• Saved data entries:
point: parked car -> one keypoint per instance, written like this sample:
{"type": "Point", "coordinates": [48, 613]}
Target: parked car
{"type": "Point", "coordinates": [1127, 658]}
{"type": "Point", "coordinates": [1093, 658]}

• The problem: All of the data is to be written out again, word for word.

• Solution to the problem:
point: parked car -> one keypoint per instance, written like this sample:
{"type": "Point", "coordinates": [48, 613]}
Target: parked car
{"type": "Point", "coordinates": [1127, 658]}
{"type": "Point", "coordinates": [1093, 658]}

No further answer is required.